═════ SUPPLIED MATERIAL ═════

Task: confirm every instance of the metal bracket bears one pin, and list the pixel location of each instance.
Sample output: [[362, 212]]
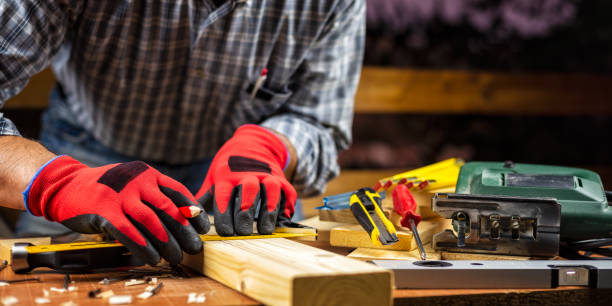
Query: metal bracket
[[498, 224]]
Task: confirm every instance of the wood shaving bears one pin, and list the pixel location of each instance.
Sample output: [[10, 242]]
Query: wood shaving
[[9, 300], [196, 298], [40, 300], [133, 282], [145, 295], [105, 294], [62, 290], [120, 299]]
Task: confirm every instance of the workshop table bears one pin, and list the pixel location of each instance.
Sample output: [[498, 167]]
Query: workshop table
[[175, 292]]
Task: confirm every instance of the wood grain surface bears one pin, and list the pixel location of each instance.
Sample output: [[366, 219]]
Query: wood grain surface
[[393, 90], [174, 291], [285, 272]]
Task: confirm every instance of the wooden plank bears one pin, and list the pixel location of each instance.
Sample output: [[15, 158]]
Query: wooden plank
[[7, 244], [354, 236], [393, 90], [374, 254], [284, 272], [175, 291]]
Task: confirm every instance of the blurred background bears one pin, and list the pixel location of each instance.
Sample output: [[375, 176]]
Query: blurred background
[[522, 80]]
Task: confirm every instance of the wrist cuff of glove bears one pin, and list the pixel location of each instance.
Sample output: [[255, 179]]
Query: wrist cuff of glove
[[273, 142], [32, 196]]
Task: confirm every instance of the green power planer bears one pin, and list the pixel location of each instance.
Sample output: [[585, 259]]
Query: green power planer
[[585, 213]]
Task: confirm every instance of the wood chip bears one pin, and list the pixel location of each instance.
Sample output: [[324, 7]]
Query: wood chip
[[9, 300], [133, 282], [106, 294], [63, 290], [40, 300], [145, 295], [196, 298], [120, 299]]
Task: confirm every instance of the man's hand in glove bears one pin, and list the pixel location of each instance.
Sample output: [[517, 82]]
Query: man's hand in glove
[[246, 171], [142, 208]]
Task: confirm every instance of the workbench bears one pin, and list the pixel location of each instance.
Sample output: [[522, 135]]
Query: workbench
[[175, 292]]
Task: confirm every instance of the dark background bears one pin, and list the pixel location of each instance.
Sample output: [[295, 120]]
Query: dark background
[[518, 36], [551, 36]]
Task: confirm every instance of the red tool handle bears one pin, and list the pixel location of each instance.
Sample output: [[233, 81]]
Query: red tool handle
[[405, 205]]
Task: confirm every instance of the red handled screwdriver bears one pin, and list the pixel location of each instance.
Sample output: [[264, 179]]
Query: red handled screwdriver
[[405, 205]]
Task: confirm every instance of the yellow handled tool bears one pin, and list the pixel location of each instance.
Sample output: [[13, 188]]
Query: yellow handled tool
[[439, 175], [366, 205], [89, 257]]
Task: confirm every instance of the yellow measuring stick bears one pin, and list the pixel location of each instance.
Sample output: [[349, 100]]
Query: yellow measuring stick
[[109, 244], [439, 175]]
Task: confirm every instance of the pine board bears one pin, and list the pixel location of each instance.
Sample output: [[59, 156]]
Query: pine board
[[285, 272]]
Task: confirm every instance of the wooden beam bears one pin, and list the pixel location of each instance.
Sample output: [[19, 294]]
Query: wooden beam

═════

_ASSIGNMENT:_
Please set down only the lines from the first line of the records above through the line that has "Sample output: [[255, 179]]", exactly, and not the pictures.

_TASK RESULT:_
Task: confirm every instance of the metal bracket bears one pin, and list the pixel location of each instance.
Sample output: [[362, 212]]
Query: metal bracket
[[498, 224]]
Task: confirm every instance of the wood shaving bears one pin, and list the pixel location of each instance.
Sample output: [[10, 242]]
Query: wood shaving
[[9, 300], [196, 298], [40, 300], [133, 282], [145, 295], [105, 294], [62, 290], [120, 299]]
Task: confirm every instance of the workshop table bears one pin, and list the pixel location of each instance.
Sample output: [[498, 167]]
Query: workshop table
[[175, 292]]
Task: confirm every instance of the wood grain surface bears one pin, and list the pixel location of each instance.
Sample output: [[366, 219]]
Query: wood grain surface
[[393, 90], [174, 291], [285, 272]]
Task: confirm every instance of the wooden plank bears one pin, and list the pixel location of each instance.
Sample output: [[15, 158]]
Query: wooden plank
[[7, 244], [354, 236], [393, 90], [374, 254], [284, 272], [175, 291]]
Task: confirm every instance of the blurred background bears one pin, and list the pixel location of each instance.
Sample output: [[375, 176]]
Query: blurred background
[[522, 80]]
Task: confirm every instance of the wrist cuff of glove bears one pin, and list the pixel location of each instance.
Sample output: [[255, 179]]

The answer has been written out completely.